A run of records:
+ + + +

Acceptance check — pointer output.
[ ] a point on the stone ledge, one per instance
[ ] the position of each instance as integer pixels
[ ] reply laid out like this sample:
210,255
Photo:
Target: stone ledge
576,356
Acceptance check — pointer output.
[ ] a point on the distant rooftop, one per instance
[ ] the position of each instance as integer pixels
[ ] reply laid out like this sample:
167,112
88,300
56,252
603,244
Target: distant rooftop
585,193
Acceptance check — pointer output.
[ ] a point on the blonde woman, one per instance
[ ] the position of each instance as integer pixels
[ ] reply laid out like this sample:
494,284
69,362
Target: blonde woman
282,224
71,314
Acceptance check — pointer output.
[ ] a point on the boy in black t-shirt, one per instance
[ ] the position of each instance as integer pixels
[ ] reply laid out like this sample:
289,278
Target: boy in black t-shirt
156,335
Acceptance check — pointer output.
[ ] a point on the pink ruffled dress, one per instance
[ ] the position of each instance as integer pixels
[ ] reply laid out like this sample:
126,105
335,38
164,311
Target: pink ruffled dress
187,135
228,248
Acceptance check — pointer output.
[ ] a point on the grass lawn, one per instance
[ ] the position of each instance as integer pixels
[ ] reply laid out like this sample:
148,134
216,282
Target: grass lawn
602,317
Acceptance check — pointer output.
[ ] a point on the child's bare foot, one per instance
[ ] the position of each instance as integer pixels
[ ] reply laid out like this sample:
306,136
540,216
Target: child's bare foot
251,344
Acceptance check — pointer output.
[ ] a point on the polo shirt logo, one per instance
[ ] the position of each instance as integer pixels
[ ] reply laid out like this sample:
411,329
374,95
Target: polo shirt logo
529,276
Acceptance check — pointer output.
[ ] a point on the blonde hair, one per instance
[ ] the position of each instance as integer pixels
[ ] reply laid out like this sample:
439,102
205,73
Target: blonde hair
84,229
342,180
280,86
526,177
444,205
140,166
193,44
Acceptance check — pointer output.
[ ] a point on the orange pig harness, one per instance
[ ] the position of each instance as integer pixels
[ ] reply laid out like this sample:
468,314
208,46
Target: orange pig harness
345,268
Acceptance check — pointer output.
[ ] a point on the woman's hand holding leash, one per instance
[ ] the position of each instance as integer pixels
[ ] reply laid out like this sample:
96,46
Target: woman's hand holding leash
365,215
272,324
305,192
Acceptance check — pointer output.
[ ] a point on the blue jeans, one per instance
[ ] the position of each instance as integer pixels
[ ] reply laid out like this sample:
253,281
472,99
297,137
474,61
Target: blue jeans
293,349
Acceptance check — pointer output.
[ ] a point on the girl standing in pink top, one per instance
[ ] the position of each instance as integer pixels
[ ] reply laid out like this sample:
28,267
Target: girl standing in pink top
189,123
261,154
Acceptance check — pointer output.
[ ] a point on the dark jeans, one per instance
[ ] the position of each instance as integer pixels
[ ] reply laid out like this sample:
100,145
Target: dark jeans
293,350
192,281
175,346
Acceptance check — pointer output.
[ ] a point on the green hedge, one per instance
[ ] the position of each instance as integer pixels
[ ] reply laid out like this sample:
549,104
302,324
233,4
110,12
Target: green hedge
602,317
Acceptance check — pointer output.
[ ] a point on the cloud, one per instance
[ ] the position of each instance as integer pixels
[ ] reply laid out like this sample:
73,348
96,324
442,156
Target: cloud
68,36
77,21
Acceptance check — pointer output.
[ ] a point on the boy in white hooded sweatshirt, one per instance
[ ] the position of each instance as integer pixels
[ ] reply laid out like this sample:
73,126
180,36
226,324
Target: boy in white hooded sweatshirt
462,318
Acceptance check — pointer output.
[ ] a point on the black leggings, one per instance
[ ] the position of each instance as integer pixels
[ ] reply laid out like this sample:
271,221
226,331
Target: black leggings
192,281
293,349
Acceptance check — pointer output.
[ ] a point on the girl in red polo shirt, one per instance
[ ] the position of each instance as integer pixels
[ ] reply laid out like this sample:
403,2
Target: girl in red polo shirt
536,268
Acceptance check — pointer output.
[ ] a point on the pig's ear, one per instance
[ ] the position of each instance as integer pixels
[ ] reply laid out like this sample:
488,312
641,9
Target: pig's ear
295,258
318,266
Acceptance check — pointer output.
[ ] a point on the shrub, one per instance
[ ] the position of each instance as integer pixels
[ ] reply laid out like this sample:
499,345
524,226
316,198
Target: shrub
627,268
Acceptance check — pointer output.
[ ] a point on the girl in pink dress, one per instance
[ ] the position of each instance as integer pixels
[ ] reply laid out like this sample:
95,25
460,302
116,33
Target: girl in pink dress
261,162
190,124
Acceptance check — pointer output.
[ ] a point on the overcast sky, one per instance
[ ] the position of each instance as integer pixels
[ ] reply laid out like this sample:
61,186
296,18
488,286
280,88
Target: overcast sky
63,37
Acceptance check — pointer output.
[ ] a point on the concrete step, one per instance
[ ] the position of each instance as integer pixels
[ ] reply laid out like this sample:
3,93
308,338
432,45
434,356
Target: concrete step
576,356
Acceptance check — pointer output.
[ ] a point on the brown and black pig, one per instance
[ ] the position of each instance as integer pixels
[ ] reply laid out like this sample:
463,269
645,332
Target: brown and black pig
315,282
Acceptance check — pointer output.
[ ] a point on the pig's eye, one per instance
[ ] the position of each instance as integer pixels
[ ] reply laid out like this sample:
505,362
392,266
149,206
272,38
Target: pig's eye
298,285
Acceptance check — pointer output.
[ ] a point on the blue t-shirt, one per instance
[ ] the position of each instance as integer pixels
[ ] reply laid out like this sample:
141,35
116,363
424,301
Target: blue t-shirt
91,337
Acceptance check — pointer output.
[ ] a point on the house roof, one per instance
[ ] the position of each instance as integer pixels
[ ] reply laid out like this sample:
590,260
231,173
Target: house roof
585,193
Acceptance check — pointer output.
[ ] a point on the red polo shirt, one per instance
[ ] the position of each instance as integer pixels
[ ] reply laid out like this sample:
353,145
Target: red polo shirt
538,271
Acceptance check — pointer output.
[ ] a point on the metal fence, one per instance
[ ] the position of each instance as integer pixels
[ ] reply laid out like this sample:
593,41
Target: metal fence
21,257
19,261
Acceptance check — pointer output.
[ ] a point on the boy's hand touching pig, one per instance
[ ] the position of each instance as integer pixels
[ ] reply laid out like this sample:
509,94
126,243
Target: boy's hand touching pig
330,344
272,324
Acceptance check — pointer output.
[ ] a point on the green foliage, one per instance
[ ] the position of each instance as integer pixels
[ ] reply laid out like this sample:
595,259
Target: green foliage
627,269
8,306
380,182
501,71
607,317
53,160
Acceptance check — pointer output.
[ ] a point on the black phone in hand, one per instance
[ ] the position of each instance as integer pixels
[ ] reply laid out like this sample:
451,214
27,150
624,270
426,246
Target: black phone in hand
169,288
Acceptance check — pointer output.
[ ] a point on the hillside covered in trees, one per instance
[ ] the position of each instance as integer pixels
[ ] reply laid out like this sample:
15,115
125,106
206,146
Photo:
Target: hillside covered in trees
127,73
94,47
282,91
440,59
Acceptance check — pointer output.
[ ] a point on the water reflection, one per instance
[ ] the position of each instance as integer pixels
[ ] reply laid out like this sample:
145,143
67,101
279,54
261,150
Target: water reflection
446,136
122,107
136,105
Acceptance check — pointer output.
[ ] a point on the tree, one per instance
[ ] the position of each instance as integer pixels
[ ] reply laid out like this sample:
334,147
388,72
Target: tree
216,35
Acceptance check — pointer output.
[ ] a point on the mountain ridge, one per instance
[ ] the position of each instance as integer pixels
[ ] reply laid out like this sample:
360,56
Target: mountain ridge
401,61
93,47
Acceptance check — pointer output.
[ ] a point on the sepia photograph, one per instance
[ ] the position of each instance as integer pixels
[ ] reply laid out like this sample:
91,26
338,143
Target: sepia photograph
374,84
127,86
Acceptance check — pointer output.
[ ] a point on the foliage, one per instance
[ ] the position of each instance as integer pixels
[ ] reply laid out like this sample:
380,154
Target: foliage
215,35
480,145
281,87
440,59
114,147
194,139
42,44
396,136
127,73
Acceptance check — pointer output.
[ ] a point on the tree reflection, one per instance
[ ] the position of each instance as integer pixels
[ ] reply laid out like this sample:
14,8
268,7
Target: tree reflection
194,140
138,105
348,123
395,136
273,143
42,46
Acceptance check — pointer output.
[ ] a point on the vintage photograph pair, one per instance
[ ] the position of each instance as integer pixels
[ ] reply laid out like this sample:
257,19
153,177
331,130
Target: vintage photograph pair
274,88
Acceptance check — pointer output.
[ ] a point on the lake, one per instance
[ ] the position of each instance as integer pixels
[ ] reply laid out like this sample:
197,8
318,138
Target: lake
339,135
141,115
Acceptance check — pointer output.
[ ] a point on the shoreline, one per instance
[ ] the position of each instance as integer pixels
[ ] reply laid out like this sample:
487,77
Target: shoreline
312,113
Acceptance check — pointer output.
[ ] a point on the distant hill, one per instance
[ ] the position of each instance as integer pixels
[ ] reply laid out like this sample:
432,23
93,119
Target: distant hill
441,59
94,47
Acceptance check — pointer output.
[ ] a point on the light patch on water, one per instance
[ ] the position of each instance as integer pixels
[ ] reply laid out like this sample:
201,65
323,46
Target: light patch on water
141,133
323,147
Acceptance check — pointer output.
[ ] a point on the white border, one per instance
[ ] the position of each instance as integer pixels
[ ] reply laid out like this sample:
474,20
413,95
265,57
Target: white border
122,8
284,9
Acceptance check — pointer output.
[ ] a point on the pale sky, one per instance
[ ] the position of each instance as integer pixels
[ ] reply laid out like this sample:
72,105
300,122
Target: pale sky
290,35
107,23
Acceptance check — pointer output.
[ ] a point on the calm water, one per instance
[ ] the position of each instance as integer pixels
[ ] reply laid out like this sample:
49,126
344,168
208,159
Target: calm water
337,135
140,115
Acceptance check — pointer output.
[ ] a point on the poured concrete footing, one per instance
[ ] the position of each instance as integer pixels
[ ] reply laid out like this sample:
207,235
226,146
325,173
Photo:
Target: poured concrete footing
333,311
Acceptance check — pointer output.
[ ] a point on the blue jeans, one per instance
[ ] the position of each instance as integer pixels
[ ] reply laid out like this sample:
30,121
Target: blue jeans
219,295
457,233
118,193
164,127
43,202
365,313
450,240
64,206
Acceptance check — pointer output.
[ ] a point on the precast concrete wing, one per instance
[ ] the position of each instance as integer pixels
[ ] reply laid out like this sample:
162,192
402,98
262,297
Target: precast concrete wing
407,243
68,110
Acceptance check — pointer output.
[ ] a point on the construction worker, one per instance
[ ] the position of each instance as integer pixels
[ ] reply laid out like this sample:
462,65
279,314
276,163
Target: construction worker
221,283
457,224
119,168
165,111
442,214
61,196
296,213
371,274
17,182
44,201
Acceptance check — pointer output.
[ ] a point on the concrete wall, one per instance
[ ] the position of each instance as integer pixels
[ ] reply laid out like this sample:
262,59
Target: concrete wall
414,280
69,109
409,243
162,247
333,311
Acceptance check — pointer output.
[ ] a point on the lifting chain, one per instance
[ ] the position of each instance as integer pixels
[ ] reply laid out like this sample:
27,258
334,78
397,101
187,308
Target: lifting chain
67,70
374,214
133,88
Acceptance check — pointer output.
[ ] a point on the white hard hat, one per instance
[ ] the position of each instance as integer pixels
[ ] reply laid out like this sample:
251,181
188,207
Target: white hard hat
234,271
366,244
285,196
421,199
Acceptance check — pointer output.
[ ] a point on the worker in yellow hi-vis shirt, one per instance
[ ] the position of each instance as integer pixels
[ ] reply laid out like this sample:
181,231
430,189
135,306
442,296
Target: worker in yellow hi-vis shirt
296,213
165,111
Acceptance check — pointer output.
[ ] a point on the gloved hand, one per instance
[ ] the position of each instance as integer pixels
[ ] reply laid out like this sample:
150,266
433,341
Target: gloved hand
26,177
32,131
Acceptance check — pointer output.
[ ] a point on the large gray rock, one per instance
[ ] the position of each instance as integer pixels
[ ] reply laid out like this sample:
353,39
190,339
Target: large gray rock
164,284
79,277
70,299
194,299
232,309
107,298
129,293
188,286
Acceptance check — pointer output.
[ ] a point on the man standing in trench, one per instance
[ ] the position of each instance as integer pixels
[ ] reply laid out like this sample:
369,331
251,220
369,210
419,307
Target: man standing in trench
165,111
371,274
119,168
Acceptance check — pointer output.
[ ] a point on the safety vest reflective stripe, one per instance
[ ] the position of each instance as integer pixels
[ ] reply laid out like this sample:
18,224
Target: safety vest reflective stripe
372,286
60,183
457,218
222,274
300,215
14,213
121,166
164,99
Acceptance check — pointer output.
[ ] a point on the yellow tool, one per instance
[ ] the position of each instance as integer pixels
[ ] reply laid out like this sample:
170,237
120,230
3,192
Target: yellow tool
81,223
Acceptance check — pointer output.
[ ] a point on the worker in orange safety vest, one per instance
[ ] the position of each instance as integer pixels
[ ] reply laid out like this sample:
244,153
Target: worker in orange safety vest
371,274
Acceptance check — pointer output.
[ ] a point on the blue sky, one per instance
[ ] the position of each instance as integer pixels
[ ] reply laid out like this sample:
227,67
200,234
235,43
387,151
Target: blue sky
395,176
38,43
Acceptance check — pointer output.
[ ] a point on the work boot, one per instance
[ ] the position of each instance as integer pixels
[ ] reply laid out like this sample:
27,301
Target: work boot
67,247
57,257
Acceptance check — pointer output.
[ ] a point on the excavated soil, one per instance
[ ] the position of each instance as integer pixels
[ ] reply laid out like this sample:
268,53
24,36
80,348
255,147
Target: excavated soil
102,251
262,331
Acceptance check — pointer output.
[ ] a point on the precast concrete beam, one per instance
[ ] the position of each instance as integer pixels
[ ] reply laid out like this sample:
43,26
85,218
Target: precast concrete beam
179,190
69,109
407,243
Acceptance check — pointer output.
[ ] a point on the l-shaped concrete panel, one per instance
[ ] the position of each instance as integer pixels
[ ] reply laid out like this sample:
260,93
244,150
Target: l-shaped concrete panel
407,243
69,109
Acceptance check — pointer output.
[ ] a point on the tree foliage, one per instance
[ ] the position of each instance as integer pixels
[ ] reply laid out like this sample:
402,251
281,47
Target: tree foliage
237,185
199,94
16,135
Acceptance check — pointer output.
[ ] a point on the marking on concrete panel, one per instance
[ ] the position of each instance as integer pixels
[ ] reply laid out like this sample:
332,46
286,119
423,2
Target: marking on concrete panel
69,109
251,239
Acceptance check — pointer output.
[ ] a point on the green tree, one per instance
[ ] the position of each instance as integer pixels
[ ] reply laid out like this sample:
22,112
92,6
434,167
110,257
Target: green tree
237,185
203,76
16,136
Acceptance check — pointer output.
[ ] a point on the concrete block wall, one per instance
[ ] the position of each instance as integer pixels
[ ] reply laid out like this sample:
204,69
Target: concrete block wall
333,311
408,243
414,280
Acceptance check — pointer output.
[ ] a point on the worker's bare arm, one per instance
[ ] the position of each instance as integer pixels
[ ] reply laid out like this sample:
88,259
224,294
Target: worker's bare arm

+ + + +

* What you have to do
Count the lines in the material above that contain the string "hedge". Give only that number.

* Complete output
2